_PROBLEM DESCRIPTION_
Each entry is to be repeated word for word, and the images are to be dropped.

_THE INPUT_
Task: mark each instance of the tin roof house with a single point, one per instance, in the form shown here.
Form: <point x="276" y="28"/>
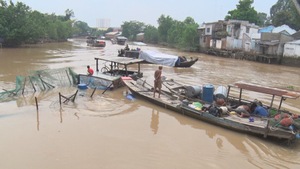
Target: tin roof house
<point x="228" y="35"/>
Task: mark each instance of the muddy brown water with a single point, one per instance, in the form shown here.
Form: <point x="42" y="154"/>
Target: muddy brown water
<point x="110" y="131"/>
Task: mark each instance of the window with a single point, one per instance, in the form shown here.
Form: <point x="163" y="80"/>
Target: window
<point x="207" y="30"/>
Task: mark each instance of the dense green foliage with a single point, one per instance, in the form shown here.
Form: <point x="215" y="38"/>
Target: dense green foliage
<point x="20" y="25"/>
<point x="245" y="11"/>
<point x="131" y="29"/>
<point x="169" y="32"/>
<point x="285" y="12"/>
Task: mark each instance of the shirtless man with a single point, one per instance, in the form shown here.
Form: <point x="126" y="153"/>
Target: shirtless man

_YOUR RESPONSE_
Task: mark each instance of the tin roof house with a single point, one per instance, in the form shown here.
Form: <point x="276" y="28"/>
Target: tin roof house
<point x="228" y="35"/>
Task: mark each instance of the muddy brown water with a single point, one per instance, in the form shown here.
Form: <point x="42" y="154"/>
Target: muddy brown water
<point x="110" y="131"/>
Task: mark each instance of the window with a single point, one per instance, in the form shown here.
Form: <point x="163" y="80"/>
Target: window
<point x="207" y="30"/>
Task: mark each instance of the dense green foliage with a single point, one per instance, in the form shown here.
Form: <point x="215" y="38"/>
Target: dense green foliage
<point x="20" y="25"/>
<point x="245" y="11"/>
<point x="131" y="29"/>
<point x="169" y="32"/>
<point x="285" y="12"/>
Task: mark each instance of the shirtless man with a single point, one per instance, in the form shown here.
Form: <point x="126" y="153"/>
Target: shirtless man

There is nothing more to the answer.